[Recorded data]
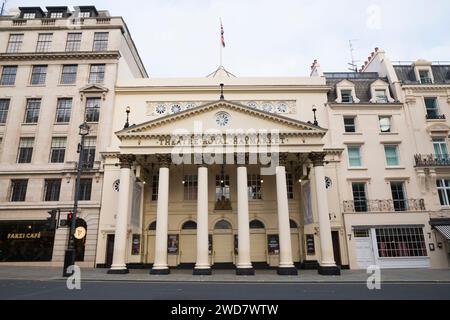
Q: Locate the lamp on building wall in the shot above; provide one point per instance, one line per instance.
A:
(69, 256)
(127, 123)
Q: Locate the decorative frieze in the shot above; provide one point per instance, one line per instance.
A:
(163, 108)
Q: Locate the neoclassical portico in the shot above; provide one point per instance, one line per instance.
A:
(152, 144)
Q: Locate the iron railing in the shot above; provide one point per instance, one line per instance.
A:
(401, 205)
(432, 160)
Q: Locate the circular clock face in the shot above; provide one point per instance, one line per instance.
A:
(223, 119)
(176, 108)
(161, 109)
(116, 185)
(282, 107)
(267, 107)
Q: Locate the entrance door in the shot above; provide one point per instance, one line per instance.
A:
(151, 248)
(295, 244)
(223, 242)
(109, 250)
(223, 247)
(364, 250)
(188, 248)
(336, 247)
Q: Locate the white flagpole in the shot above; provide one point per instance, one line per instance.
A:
(221, 45)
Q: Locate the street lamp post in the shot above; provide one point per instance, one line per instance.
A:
(69, 257)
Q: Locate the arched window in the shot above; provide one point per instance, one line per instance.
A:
(293, 224)
(152, 226)
(222, 225)
(256, 224)
(189, 225)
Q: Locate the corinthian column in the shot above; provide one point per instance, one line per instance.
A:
(120, 238)
(327, 263)
(160, 266)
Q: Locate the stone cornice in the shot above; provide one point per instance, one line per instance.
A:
(213, 88)
(79, 55)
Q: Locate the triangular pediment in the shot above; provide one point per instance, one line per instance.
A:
(240, 117)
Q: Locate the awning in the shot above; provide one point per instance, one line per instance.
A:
(444, 230)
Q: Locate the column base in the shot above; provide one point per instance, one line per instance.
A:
(160, 271)
(245, 272)
(118, 271)
(202, 272)
(329, 270)
(287, 271)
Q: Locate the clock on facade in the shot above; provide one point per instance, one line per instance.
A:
(223, 119)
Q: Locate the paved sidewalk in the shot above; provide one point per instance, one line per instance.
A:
(305, 276)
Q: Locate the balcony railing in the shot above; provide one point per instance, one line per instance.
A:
(432, 160)
(364, 206)
(435, 116)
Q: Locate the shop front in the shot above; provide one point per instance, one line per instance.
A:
(26, 241)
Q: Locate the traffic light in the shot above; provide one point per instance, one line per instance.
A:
(51, 221)
(69, 218)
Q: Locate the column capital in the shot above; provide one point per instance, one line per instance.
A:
(317, 158)
(164, 160)
(126, 160)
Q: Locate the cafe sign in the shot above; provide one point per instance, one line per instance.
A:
(24, 236)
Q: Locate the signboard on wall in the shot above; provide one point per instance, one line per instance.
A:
(273, 244)
(172, 244)
(26, 241)
(310, 245)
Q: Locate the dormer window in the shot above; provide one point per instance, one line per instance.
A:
(380, 92)
(425, 77)
(84, 14)
(56, 15)
(29, 15)
(347, 96)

(WORK TO BE COMPLETED): Write the lines out verbatim, from the one with "Q: Locate the white" through the last line of the entries, and stop there.

(ANSWER TO THE TASK):
Q: Locate the white flagpole in the shot above; provide one point per instance, one line per instance.
A:
(221, 45)
Q: Locate the street lamp post in the shot above; provide one point per instance, one line per instance.
A:
(69, 257)
Q: Locate the arched window in the shot above; provide one point per instance, one line per instance.
A:
(293, 224)
(152, 226)
(222, 225)
(256, 224)
(189, 225)
Q: Locate the corinthian column in the shot above; provide one point per instance, one line per instance.
A:
(120, 238)
(327, 263)
(160, 266)
Q: Locate the stone cornice in the shot above; provide one point per instance, one line per instance.
A:
(213, 88)
(79, 55)
Q: Locate the triangular pediment in the shot above; provide one point per instance, one line per instance.
A:
(240, 117)
Q: Locate the awning in the shot above; provide one point per instance, one line per instance.
A:
(444, 230)
Q: Locate the column base in the shot above; provide one point per instance, one line per instance.
A:
(160, 271)
(245, 272)
(118, 271)
(202, 272)
(329, 270)
(287, 271)
Q: Locate the clock on facade in the shot above; provide one point per instance, one line per instance.
A:
(223, 119)
Q: Locate the paved sidewalk in the shot above; provide one point per instance, one line per instance.
A:
(305, 276)
Q: Locate the balcony railing in the shot above; provide one point per instance, one line per instance.
A:
(432, 160)
(364, 206)
(435, 116)
Q: Locate the shop front in the shot above; provide one point per instance, one line per instance.
A:
(26, 241)
Q: Locate the traffic light in the shot above; provide one point per instance, one line per instance.
A:
(51, 221)
(69, 218)
Q: Locate the column capital in the shot above; provide one point per instance, one line per instance.
A:
(317, 158)
(164, 160)
(126, 160)
Q: Locate the cafe sign in the shot above; provide one point per instance, one line per instance.
A:
(24, 236)
Q: Locate the signboard on wall in the shot above; provide one point per instance, one line per instance.
A:
(273, 244)
(172, 244)
(26, 241)
(310, 245)
Q: Locate the dormer window in the shot above; provide one point per instance, one line per instance.
A:
(380, 92)
(425, 77)
(84, 14)
(56, 15)
(29, 15)
(347, 96)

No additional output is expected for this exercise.